PROBLEM
Only the lines below starting at the one containing "Target: white police suv" and ending at the one containing "Target: parked white car" belong in the answer, each copied exactly.

Source records
....................

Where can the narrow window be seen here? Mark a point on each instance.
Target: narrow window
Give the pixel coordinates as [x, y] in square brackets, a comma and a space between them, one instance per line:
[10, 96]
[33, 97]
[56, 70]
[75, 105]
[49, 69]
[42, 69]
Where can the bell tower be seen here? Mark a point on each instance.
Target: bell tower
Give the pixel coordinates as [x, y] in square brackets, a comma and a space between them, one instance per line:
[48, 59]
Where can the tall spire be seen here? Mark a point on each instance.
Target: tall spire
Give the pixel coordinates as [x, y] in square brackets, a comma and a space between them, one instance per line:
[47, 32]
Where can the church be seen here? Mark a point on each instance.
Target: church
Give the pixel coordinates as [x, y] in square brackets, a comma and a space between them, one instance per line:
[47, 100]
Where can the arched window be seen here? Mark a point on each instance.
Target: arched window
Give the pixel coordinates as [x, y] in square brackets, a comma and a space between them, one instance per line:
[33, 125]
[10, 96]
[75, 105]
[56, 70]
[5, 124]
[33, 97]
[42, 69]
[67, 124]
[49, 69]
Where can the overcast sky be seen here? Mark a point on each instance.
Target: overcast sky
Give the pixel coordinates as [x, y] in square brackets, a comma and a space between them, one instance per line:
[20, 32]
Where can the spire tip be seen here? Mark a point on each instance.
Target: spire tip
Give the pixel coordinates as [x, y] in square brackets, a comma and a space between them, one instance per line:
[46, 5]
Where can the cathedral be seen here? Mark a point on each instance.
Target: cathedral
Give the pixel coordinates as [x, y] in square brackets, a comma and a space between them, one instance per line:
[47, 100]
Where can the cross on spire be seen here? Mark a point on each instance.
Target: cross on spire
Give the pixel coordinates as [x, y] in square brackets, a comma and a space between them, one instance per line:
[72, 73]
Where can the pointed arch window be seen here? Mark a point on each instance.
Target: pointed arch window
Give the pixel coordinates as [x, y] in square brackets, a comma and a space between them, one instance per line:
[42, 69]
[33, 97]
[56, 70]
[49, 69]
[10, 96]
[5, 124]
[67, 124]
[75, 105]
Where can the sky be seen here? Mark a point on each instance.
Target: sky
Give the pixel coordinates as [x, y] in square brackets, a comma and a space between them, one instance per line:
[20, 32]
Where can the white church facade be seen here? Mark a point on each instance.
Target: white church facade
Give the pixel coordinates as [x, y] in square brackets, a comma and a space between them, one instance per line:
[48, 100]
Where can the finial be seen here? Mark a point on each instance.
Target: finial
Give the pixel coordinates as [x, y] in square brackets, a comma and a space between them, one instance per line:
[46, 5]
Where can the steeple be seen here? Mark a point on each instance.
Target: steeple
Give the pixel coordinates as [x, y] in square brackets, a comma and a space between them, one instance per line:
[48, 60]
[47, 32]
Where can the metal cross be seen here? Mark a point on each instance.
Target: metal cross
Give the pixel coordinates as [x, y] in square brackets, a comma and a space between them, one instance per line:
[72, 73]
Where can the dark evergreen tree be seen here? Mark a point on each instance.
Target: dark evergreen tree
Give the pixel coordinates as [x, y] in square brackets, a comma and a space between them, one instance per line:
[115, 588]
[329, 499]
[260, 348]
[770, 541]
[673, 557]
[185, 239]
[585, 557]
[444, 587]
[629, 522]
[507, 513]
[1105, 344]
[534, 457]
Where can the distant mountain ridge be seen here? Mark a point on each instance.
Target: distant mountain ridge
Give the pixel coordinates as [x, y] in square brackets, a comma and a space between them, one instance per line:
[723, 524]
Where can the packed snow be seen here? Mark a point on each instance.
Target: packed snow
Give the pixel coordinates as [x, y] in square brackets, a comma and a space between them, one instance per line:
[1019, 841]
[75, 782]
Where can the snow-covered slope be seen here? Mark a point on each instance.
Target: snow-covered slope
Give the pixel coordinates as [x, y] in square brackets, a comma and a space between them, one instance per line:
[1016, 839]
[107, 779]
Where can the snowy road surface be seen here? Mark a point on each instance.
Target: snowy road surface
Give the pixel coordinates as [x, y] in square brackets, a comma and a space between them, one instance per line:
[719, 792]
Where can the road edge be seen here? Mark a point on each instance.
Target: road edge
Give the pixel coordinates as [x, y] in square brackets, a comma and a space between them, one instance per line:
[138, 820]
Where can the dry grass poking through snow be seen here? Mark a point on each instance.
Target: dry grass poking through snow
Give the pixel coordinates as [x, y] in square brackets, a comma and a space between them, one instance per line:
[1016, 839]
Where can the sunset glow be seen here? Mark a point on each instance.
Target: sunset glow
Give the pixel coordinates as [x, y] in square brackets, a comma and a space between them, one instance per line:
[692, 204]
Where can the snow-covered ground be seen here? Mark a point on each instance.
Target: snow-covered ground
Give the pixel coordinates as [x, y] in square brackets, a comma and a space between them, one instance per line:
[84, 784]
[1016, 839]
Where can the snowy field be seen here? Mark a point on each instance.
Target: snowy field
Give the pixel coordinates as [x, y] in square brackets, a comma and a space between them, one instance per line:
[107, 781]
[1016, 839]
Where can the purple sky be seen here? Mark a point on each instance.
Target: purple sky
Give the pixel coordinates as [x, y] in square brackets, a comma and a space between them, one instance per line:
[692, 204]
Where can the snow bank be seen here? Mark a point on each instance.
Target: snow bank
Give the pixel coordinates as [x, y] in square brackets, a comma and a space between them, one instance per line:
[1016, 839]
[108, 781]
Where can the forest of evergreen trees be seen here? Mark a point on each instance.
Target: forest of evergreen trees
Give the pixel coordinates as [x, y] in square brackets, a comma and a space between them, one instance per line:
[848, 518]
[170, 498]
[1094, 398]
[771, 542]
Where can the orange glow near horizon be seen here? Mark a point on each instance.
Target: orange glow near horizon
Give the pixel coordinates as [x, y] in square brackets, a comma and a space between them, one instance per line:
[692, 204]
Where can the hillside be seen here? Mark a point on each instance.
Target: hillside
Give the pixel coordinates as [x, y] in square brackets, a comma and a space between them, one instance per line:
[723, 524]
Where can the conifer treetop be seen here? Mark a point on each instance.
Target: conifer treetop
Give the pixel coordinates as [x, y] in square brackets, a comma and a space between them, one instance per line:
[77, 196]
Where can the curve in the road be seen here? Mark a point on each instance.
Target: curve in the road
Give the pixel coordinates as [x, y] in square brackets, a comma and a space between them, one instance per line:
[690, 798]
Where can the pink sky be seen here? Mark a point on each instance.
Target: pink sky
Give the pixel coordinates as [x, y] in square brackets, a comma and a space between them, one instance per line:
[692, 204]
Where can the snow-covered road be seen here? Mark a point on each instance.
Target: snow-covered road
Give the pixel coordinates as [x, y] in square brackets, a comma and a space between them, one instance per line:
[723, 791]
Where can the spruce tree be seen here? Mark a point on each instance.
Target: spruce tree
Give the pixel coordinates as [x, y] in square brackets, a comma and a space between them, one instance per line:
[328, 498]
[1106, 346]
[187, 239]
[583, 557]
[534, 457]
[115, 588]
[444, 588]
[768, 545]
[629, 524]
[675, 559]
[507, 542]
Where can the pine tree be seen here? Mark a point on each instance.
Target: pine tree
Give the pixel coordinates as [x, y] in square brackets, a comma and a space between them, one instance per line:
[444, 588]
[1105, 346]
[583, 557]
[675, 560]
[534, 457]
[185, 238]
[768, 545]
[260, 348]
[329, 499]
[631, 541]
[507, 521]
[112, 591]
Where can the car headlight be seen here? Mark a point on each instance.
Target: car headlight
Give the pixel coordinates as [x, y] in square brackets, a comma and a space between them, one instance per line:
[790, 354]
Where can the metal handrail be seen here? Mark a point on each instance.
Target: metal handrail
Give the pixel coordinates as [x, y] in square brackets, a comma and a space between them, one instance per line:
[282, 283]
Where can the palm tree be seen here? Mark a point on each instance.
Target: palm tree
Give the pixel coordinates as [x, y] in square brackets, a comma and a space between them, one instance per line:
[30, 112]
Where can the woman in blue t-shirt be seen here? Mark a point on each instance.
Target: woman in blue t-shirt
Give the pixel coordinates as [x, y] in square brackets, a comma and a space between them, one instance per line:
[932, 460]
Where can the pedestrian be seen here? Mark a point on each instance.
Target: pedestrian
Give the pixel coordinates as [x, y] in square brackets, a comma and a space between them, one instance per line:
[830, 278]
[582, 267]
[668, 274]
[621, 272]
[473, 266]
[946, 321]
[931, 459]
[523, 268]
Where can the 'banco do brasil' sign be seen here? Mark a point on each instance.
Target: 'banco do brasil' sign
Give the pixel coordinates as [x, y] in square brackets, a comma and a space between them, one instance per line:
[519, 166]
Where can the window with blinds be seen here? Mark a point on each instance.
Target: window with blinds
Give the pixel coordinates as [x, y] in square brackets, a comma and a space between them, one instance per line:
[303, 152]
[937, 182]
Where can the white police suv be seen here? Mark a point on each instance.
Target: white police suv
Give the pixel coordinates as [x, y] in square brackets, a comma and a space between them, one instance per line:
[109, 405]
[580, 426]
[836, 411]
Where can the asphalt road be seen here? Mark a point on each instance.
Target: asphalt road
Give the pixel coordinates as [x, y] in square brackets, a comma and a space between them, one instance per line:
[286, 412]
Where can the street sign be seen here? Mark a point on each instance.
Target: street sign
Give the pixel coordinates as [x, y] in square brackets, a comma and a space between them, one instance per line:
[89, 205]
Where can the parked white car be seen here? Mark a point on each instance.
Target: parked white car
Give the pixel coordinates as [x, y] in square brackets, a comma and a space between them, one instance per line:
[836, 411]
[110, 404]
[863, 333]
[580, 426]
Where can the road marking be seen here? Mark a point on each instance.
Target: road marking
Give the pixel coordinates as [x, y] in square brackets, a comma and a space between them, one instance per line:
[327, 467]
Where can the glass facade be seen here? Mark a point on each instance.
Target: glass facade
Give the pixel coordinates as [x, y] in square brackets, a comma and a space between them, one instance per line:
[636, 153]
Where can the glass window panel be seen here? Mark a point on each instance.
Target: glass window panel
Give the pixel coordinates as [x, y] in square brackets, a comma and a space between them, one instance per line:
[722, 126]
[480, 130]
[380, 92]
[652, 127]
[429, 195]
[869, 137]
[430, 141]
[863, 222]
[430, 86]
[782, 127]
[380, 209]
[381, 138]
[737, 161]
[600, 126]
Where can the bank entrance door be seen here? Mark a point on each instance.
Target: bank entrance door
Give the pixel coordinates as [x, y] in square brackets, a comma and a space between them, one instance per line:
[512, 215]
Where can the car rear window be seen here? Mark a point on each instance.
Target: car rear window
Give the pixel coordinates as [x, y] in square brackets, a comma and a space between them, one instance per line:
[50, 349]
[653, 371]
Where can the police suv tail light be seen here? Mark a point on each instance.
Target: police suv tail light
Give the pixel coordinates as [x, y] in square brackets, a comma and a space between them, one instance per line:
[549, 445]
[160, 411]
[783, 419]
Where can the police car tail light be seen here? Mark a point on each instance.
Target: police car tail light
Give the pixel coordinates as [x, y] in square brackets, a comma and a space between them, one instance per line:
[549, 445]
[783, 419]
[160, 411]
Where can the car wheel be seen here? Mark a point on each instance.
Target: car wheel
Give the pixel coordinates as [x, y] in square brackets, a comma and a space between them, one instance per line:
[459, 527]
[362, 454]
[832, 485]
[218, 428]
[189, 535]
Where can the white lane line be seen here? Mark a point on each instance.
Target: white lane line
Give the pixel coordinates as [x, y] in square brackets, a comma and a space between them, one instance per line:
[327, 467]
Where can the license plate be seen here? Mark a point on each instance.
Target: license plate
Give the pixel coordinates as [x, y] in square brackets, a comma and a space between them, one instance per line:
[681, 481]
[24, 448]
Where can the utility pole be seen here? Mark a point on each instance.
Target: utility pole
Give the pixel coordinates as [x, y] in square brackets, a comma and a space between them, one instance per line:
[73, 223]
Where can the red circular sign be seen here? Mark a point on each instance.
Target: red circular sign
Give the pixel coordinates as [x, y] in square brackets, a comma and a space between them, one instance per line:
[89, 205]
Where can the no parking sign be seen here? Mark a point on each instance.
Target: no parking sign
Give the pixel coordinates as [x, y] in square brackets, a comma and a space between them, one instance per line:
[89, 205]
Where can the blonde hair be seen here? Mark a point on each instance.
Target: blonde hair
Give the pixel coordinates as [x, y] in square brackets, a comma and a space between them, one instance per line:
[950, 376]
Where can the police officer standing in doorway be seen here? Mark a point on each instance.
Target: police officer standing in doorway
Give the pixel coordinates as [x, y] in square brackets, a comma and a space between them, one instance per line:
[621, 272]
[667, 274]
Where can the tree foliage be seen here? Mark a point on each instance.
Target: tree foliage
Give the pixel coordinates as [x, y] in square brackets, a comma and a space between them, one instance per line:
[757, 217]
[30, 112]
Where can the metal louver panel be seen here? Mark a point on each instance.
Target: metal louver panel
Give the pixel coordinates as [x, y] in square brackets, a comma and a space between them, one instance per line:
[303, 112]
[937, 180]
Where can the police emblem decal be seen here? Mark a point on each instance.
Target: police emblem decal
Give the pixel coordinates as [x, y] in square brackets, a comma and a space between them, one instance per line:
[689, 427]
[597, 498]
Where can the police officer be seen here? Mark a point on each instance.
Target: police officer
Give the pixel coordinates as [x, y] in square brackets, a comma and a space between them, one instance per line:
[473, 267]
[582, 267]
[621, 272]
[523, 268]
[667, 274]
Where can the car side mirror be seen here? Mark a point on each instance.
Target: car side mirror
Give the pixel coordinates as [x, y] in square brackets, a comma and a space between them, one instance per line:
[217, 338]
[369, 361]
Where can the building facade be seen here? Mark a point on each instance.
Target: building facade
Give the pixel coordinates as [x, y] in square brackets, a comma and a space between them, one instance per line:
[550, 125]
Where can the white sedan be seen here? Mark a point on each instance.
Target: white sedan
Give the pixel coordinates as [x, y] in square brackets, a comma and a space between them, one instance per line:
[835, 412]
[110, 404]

....................

TASK ANSWER
Target: white police suv
Give the pixel coordinates as [x, y] in square brackets, a comma and a space between them, one instance per line:
[109, 405]
[580, 426]
[836, 411]
Where can the asphalt road be seen here? Mark a point on each instance.
Target: asphalt road
Give the pixel coordinates as [x, y] in square brackets, a comma and a space between them, one instance per line:
[286, 412]
Where can the street sign be seen here? Mark a point on each instance.
Target: street sign
Give the pixel coordinates as [x, y] in square brackets, a comma and a space between them, one instance per line:
[89, 205]
Where can the parked white car be seen here? Mark a point on each instance.
Target: parked white car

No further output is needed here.